**Exercise description**
Line by line, return the material below exactly as it reads.

- - -

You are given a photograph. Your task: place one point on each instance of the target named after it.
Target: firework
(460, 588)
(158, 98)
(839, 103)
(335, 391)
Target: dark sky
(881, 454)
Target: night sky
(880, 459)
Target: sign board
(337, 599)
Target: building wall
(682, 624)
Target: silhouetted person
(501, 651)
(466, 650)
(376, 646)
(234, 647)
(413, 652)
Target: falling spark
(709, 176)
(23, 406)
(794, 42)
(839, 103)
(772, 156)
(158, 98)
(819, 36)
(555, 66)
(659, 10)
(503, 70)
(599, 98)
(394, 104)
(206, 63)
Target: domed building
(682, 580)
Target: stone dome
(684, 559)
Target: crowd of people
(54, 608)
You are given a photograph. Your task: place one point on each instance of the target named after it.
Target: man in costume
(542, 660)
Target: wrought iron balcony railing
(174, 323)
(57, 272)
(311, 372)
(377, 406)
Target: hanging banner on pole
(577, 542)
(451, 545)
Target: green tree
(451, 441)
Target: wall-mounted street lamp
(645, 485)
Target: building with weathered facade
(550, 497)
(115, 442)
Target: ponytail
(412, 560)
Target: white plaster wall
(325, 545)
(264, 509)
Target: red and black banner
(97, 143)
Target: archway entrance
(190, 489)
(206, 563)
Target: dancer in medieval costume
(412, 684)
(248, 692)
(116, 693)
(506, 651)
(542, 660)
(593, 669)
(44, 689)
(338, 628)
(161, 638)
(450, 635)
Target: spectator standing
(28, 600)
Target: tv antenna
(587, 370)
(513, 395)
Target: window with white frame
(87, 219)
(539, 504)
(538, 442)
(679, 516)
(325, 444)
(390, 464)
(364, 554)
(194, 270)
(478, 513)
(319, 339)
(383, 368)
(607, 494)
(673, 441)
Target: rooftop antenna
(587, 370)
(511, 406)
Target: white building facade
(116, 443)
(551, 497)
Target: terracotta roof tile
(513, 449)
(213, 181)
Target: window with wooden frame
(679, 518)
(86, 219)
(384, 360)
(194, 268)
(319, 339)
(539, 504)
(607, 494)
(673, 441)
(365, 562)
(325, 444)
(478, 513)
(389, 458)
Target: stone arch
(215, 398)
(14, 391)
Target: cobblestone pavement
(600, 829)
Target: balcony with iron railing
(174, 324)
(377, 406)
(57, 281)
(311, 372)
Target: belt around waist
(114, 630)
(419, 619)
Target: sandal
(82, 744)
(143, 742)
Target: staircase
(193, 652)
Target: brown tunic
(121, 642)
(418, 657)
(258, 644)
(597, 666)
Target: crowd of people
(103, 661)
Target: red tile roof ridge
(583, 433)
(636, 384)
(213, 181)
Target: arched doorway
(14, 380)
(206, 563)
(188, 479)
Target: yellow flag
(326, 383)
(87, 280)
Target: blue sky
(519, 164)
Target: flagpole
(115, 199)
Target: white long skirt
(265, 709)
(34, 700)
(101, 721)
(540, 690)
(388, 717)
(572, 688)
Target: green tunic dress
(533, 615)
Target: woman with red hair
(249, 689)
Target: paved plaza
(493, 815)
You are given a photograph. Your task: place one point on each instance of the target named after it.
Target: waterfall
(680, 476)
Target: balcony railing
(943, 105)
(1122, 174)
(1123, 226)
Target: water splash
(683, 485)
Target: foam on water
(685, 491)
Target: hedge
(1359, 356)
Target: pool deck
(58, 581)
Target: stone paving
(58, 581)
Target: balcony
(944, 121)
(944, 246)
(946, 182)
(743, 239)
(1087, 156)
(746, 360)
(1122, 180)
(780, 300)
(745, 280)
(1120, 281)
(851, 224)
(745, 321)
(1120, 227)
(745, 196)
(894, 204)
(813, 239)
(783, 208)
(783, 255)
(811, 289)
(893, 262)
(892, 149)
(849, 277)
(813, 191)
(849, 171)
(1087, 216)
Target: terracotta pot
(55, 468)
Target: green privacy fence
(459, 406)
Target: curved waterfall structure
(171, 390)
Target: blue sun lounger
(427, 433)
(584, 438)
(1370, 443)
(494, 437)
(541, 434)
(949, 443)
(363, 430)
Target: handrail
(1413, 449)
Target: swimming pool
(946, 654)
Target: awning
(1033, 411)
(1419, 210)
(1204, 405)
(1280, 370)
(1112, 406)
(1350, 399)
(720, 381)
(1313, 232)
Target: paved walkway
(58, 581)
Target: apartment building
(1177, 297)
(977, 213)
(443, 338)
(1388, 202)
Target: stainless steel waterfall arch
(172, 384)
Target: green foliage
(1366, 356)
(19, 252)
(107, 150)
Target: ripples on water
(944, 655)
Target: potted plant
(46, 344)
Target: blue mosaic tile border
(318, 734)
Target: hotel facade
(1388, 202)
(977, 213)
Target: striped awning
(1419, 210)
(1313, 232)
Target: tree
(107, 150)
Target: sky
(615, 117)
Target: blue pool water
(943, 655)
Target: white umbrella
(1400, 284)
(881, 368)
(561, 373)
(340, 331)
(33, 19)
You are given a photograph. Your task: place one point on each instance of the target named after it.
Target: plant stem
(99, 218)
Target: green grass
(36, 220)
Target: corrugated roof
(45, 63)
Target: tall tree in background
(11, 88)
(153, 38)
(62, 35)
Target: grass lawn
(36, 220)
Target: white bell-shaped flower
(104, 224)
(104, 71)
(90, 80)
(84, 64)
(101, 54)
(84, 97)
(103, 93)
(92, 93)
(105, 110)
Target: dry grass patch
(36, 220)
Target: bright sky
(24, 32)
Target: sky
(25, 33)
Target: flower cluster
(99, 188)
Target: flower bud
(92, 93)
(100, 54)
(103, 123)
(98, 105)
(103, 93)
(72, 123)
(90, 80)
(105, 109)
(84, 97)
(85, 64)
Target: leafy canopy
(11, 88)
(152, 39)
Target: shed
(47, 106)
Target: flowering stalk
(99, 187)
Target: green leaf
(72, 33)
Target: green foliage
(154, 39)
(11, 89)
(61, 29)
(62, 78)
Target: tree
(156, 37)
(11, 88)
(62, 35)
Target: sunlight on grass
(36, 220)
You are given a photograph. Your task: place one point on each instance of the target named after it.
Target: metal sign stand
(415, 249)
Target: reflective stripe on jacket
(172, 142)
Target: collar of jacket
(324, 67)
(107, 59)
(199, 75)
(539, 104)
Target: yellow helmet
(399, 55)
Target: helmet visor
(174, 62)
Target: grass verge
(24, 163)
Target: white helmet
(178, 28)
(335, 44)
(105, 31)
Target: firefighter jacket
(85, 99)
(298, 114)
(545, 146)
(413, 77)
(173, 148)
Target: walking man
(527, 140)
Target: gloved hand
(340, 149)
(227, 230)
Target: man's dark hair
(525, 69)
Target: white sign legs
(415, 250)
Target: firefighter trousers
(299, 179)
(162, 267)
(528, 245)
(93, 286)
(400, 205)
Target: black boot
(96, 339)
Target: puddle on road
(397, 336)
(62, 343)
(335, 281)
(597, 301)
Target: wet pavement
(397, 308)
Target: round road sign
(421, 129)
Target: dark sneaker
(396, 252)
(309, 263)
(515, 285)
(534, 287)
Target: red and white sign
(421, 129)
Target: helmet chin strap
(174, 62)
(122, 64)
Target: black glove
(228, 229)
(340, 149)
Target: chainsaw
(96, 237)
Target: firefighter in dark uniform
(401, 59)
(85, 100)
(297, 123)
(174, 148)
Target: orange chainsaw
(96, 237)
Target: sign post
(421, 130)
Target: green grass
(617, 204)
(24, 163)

- - -

**Solution**
You are given a photograph. Your task: place one point on each instance of the target named after it.
Target: firework
(460, 588)
(158, 98)
(839, 103)
(335, 391)
Target: dark sky
(881, 454)
Target: night sky
(880, 459)
Target: sign board
(337, 599)
Target: building wall
(682, 624)
Target: silhouetted person
(501, 651)
(466, 650)
(376, 646)
(234, 647)
(413, 652)
Target: falling spark
(709, 176)
(23, 406)
(794, 42)
(839, 103)
(772, 156)
(158, 98)
(819, 36)
(555, 66)
(659, 10)
(503, 70)
(599, 98)
(394, 104)
(206, 63)
Target: domed building
(682, 580)
Target: stone dome
(684, 559)
Target: crowd of people
(54, 608)
You are given a photograph. Your task: place one point on each instance of the target named after it.
Target: man in costume
(542, 660)
Target: wrought iron balcony railing
(174, 323)
(57, 272)
(311, 372)
(377, 406)
Target: hanging banner on pole
(577, 542)
(451, 545)
Target: green tree
(451, 441)
Target: wall-mounted street lamp
(645, 485)
Target: building with weathered facade
(550, 497)
(115, 442)
Target: ponytail
(412, 560)
Target: white plaster wall
(325, 545)
(264, 509)
Target: red and black banner
(97, 143)
Target: archway entrance
(190, 489)
(206, 563)
Target: dancer in medieval costume
(412, 684)
(248, 692)
(116, 693)
(506, 651)
(542, 660)
(593, 669)
(44, 689)
(338, 628)
(161, 638)
(450, 635)
Target: spectator standing
(28, 600)
Target: tv antenna
(587, 370)
(513, 395)
Target: window with white frame
(87, 219)
(539, 504)
(538, 442)
(679, 516)
(325, 444)
(390, 464)
(364, 554)
(194, 270)
(478, 513)
(319, 339)
(383, 368)
(607, 494)
(673, 441)
Target: rooftop antenna
(587, 370)
(511, 406)
Target: white building facade
(116, 443)
(551, 497)
Target: terracotta roof tile
(513, 449)
(213, 181)
Target: window with wooden frame
(679, 518)
(86, 219)
(384, 360)
(194, 268)
(319, 339)
(539, 504)
(607, 494)
(673, 441)
(365, 562)
(325, 444)
(478, 513)
(389, 458)
Target: stone arch
(215, 398)
(14, 391)
Target: cobblestone pavement
(600, 829)
Target: balcony with iron railing
(174, 324)
(377, 406)
(57, 281)
(311, 372)
Target: belt around waist
(114, 630)
(419, 619)
Target: sandal
(82, 744)
(143, 742)
Target: staircase
(193, 652)
Target: brown tunic
(121, 642)
(418, 657)
(258, 644)
(597, 666)
Target: crowd of people
(103, 661)
Target: red tile roof ridge
(583, 433)
(636, 384)
(213, 181)
Target: arched doorway
(14, 380)
(206, 563)
(188, 479)
Target: yellow flag
(326, 383)
(87, 280)
Target: blue sky
(519, 164)
Target: flagpole
(115, 199)
Target: white long skirt
(265, 709)
(34, 700)
(101, 721)
(540, 690)
(388, 717)
(572, 688)
Target: green tunic dress
(533, 615)
Target: woman with red hair
(249, 689)
Target: paved plaza
(493, 815)
You are given a photograph. Your task: place one point on each instance of the target named after it.
Target: waterfall
(680, 476)
Target: balcony railing
(943, 105)
(1122, 174)
(1123, 226)
Target: water splash
(683, 485)
Target: foam on water
(685, 491)
Target: hedge
(1359, 356)
Target: pool deck
(58, 581)
Target: stone paving
(58, 581)
Target: balcony
(944, 121)
(944, 246)
(946, 182)
(743, 239)
(1087, 156)
(746, 360)
(1122, 180)
(780, 300)
(745, 280)
(1120, 281)
(851, 224)
(745, 321)
(1120, 227)
(745, 196)
(894, 204)
(813, 239)
(783, 208)
(783, 255)
(811, 289)
(893, 262)
(892, 149)
(849, 277)
(813, 191)
(849, 171)
(1087, 216)
Target: terracotta pot
(55, 468)
Target: green privacy fence
(459, 406)
Target: curved waterfall structure
(171, 390)
Target: blue sun lounger
(427, 433)
(584, 438)
(1370, 443)
(494, 437)
(541, 434)
(949, 443)
(363, 430)
Target: handrail
(1413, 449)
Target: swimming pool
(946, 654)
Target: awning
(1033, 411)
(1419, 210)
(1204, 405)
(1280, 370)
(1112, 406)
(1350, 399)
(720, 381)
(1313, 232)
Target: paved walkway
(58, 581)
Target: apartment building
(1177, 297)
(977, 213)
(443, 338)
(1388, 202)
Target: stainless steel waterfall arch
(172, 384)
Target: green foliage
(1366, 356)
(19, 252)
(107, 150)
Target: ripples on water
(944, 655)
Target: potted plant
(46, 344)
Target: blue mosaic tile border
(318, 734)
Target: hotel facade
(1388, 202)
(977, 213)
Target: striped awning
(1419, 210)
(1313, 232)
Target: tree
(107, 150)
Target: sky
(615, 117)
Target: blue pool water
(943, 655)
Target: white umbrella
(1400, 284)
(881, 368)
(561, 373)
(340, 331)
(33, 19)
You are given a photograph. Your task: place one point on each instance of the target named after it.
Target: plant stem
(99, 218)
Target: green grass
(36, 220)
Target: corrugated roof
(45, 63)
Target: tall tree in background
(11, 88)
(153, 38)
(62, 35)
Target: grass lawn
(36, 220)
Target: white bell-shaped flower
(104, 224)
(104, 71)
(90, 80)
(84, 64)
(101, 54)
(84, 97)
(103, 93)
(92, 93)
(105, 110)
Target: dry grass patch
(36, 220)
Target: bright sky
(24, 32)
Target: sky
(25, 33)
Target: flower cluster
(99, 188)
Target: flower bud
(92, 93)
(100, 54)
(103, 123)
(98, 105)
(103, 93)
(72, 123)
(90, 80)
(105, 109)
(84, 97)
(85, 64)
Target: leafy canopy
(11, 88)
(152, 39)
Target: shed
(47, 106)
Target: flowering stalk
(99, 187)
Target: green leaf
(72, 33)
Target: green foliage
(154, 39)
(11, 89)
(61, 29)
(62, 78)
Target: tree
(156, 37)
(11, 88)
(62, 35)
Target: sunlight on grass
(36, 220)
You are given a photograph. Your task: place one point on each instance of the target named after it.
Target: metal sign stand
(415, 249)
Target: reflective stripe on jacket
(172, 142)
Target: collar of jacket
(324, 67)
(107, 59)
(199, 75)
(539, 104)
Target: yellow helmet
(399, 55)
Target: helmet visor
(174, 62)
Target: grass verge
(24, 163)
Target: white helmet
(178, 28)
(335, 44)
(105, 31)
Target: firefighter jacket
(85, 99)
(298, 114)
(545, 146)
(413, 77)
(173, 148)
Target: walking man
(527, 140)
Target: gloved hand
(340, 149)
(227, 230)
Target: man's dark hair
(525, 69)
Target: white sign legs
(415, 250)
Target: firefighter trousers
(299, 179)
(162, 267)
(528, 245)
(93, 286)
(400, 205)
Target: black boot
(96, 339)
Target: puddle on road
(397, 336)
(62, 343)
(335, 281)
(597, 301)
Target: wet pavement
(397, 308)
Target: round road sign
(421, 129)
Target: dark sneaker
(396, 252)
(309, 263)
(515, 285)
(534, 287)
Target: red and white sign
(421, 129)
Target: helmet chin strap
(174, 62)
(122, 64)
Target: black glove
(228, 229)
(340, 149)
Target: chainsaw
(96, 237)
Target: firefighter in dark uniform
(401, 59)
(85, 100)
(297, 123)
(174, 148)
Target: orange chainsaw
(96, 237)
Target: sign post
(421, 130)
Target: green grass
(617, 204)
(24, 163)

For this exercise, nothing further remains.